▸ 出題: 以下の行をすべて、一字も変えずにそのまま出力してください。

***** 対象の行

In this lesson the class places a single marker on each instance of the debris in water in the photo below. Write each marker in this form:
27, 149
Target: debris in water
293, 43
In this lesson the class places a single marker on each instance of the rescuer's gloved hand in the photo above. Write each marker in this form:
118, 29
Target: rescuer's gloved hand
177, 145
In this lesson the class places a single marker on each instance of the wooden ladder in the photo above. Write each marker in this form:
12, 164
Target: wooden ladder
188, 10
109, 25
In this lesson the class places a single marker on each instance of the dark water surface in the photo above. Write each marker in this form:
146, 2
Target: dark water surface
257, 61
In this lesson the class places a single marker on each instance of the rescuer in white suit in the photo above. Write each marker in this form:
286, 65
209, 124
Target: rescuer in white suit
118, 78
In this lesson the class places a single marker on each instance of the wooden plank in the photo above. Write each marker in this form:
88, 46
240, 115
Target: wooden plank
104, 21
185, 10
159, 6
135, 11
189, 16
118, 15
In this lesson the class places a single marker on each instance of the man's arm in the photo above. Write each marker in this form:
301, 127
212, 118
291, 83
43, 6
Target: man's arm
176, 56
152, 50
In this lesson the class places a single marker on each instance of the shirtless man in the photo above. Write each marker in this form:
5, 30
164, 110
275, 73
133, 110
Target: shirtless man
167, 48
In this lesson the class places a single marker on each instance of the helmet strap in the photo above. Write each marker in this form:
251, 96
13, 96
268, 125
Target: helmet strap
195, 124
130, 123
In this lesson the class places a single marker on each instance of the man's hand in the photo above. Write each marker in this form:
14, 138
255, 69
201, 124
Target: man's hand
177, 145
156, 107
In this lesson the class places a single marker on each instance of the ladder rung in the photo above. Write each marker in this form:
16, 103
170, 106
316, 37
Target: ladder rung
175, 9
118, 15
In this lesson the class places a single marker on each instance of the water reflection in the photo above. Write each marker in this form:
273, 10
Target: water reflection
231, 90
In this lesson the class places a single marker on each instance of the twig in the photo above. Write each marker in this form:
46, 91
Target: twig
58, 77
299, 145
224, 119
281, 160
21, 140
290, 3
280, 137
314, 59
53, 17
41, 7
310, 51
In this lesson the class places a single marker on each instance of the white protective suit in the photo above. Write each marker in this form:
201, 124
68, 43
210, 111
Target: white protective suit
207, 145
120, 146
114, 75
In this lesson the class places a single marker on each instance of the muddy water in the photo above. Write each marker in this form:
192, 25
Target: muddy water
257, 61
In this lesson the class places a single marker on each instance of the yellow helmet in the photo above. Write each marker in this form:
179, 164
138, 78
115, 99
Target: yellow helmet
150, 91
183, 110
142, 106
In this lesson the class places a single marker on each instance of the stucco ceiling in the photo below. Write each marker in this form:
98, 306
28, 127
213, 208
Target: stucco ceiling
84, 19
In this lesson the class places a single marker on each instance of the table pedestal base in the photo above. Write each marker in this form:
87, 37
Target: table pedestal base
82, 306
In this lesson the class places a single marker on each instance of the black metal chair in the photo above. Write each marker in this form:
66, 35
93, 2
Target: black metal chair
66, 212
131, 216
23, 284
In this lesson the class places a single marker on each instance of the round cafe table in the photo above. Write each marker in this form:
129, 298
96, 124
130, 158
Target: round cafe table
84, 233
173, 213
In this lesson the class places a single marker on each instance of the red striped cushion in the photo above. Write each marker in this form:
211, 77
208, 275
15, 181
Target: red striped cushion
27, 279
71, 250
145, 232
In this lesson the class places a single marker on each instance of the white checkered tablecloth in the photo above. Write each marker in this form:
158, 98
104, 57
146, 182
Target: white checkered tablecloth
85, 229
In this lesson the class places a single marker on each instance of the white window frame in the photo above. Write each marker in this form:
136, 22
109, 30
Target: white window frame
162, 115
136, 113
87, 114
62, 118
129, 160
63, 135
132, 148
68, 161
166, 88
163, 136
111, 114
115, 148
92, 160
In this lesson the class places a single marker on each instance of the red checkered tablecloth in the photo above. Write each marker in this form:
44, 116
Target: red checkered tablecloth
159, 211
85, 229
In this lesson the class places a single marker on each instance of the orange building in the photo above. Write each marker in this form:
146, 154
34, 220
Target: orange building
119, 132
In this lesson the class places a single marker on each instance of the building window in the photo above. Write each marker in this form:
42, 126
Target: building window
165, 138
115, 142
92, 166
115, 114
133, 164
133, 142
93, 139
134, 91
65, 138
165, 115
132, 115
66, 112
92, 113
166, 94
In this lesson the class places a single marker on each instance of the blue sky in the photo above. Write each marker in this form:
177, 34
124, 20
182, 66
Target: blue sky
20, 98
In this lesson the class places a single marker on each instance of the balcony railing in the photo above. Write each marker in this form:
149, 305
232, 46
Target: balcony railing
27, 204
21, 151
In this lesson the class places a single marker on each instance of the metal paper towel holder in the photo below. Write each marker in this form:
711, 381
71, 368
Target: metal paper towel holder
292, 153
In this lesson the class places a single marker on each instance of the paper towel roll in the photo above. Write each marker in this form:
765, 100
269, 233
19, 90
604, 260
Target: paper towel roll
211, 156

**********

▸ 記述解答:
In this lesson the class places a single marker on each instance of the debris in water in the photo below. Write each marker in this form:
27, 149
Target: debris in water
293, 43
In this lesson the class places a single marker on each instance of the rescuer's gloved hand in the photo above. Write each marker in this form:
118, 29
Target: rescuer's gloved hand
177, 145
In this lesson the class places a single marker on each instance of the wooden ladder in the photo above. Write each marker in this form:
12, 164
Target: wooden ladder
188, 10
109, 25
In this lesson the class places a single marker on each instance of the dark water surface in the photo above. Write each marker in this form:
146, 2
Target: dark water surface
257, 61
In this lesson the class places a single marker on each instance of the rescuer in white suit in the photo above. Write each marker in this form:
286, 65
209, 124
Target: rescuer in white suit
118, 78
In this lesson the class places a single marker on each instance of the wooden plank in the photo above. Write each marker in this form:
88, 46
240, 115
Target: wooden plank
104, 21
185, 10
159, 6
135, 11
189, 16
118, 15
In this lesson the class places a single marker on each instance of the man's arm in the photo above. Write each marker in this form:
301, 127
212, 118
291, 83
43, 6
Target: man's arm
176, 56
152, 50
In this lesson the class places a single marker on each instance of the shirtless man in the photo above. Write each marker in this form:
5, 30
164, 110
275, 73
133, 110
Target: shirtless man
167, 48
In this lesson the class places a single marker on each instance of the helmet strap in the photo above. Write each marker in this form:
251, 96
13, 96
268, 125
Target: helmet strap
195, 124
130, 123
In this lesson the class places a single marker on each instance of the man's hand in the photo above. Write each marker in this form:
14, 138
255, 69
201, 124
Target: man's hand
177, 145
156, 107
In this lesson the class places a single marker on each instance of the ladder rung in the photo above. Write each marker in this form:
16, 103
170, 106
316, 37
Target: ladder rung
175, 9
118, 15
In this lesson the class places a single marker on each instance of the water reflection in the photo above. Write each marker in this form:
273, 10
Target: water reflection
231, 90
In this lesson the class places a single marker on each instance of the twig in the photo above. Write each marker in this form:
46, 91
Target: twig
58, 77
299, 145
224, 119
281, 160
21, 140
290, 3
280, 137
314, 59
53, 17
41, 7
310, 51
In this lesson the class places a single marker on each instance of the white protective suit in the photo above. Write each marker in this form:
201, 124
68, 43
210, 111
Target: white protective suit
207, 145
120, 146
114, 75
In this lesson the class places a single marker on each instance of the muddy water in the photo above. Write each marker in this form:
192, 25
Target: muddy water
257, 61
In this lesson the class places a single marker on each instance of the yellow helmet in the photo above. Write each marker in this form:
179, 164
138, 78
115, 99
Target: yellow helmet
150, 91
183, 110
142, 106
In this lesson the class places a single marker on each instance of the stucco ceiling in the photo below. Write each marker in this form:
98, 306
28, 127
213, 208
Target: stucco ceiling
84, 19
In this lesson the class places a single marker on each instance of the table pedestal base in the photo above. Write each marker in this form:
87, 37
Target: table pedestal base
82, 306
In this lesson the class places a single marker on each instance of the black metal chair in the photo above. Write each marker in this form:
66, 35
93, 2
Target: black metal chair
66, 212
131, 216
23, 284
In this lesson the class places a single marker on each instance of the round cafe table in the photo above. Write each marker in this form:
129, 298
96, 124
130, 158
Target: round cafe table
84, 233
173, 213
In this lesson the class places a single marker on each instance of the red striped cushion in the photo above. Write each marker in this form:
211, 77
208, 275
15, 181
Target: red striped cushion
27, 279
71, 250
145, 232
In this lesson the class places a single marker on each instance of the white checkered tablecloth in the photo above. Write each marker in this form:
158, 98
104, 57
146, 182
Target: white checkered tablecloth
85, 229
In this lesson the class places a single marker on each instance of the white window frame in the photo above. Write each marker in this form:
136, 22
109, 30
Target: white window frame
162, 115
136, 113
87, 114
62, 118
129, 160
63, 135
132, 148
68, 161
166, 88
163, 136
111, 114
115, 148
92, 160
In this lesson the class places a single marker on each instance of the red checkered tablecloth in the photo above. Write each marker in this form:
44, 116
Target: red checkered tablecloth
159, 211
85, 229
In this lesson the class places a single marker on each instance of the orange building in the photo above. Write each marker in this form:
146, 154
34, 220
Target: orange building
119, 132
In this lesson the class places a single marker on each instance of the building window in the photo above. Write each marker in this form:
42, 126
Target: building window
165, 138
115, 142
92, 166
115, 114
133, 164
133, 142
93, 139
134, 91
65, 138
165, 115
132, 115
66, 112
92, 113
166, 94
In this lesson the class places a single marker on each instance of the blue sky in the photo above. Write each marker in this form:
177, 34
124, 20
182, 66
Target: blue sky
20, 98
In this lesson the class places a single marker on each instance of the balcony railing in the photo above. Write each marker in this form:
149, 305
232, 46
Target: balcony railing
27, 204
21, 151
In this lesson the class places a single marker on each instance of the metal paper towel holder in the photo below. Write each marker in this form:
711, 381
71, 368
Target: metal paper towel holder
292, 153
In this lesson the class places a single marker on each instance of the paper towel roll in the photo above. Write each marker in this form:
765, 100
269, 233
19, 90
604, 260
Target: paper towel roll
211, 156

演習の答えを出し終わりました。